Exercise description = Copy out each line of the listing below in which the string "stacked" occurs.

+--

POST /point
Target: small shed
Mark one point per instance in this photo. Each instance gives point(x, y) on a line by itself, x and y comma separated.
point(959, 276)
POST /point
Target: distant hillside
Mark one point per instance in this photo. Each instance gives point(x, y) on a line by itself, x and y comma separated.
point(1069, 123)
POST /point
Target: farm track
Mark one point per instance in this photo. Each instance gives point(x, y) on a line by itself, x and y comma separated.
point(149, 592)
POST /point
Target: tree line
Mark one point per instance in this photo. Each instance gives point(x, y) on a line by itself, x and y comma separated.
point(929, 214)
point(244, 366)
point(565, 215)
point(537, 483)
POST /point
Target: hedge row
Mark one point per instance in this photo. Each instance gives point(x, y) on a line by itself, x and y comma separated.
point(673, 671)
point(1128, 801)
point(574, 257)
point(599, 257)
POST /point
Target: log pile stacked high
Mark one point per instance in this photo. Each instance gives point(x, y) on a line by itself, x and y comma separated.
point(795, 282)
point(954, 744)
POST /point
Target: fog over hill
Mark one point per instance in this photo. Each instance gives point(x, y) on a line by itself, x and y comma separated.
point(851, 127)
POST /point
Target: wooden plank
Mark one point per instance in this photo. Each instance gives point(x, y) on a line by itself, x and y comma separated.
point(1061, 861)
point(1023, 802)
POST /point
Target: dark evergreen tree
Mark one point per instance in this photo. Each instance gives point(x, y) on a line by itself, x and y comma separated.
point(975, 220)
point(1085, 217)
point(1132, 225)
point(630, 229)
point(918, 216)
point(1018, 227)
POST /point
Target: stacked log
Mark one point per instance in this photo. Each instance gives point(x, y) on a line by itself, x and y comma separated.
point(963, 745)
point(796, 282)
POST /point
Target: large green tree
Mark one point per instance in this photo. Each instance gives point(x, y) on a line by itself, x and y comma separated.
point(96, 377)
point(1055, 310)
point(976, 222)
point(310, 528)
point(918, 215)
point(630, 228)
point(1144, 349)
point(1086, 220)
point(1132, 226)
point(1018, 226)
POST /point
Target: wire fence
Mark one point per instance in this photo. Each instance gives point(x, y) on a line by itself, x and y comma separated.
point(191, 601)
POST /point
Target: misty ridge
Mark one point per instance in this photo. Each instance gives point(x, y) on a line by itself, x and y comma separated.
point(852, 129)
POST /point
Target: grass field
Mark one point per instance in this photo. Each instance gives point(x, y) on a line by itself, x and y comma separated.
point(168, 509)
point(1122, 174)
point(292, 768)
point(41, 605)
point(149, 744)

+--

Response to the exercise =
Target: log pile stacked high
Target: stacked log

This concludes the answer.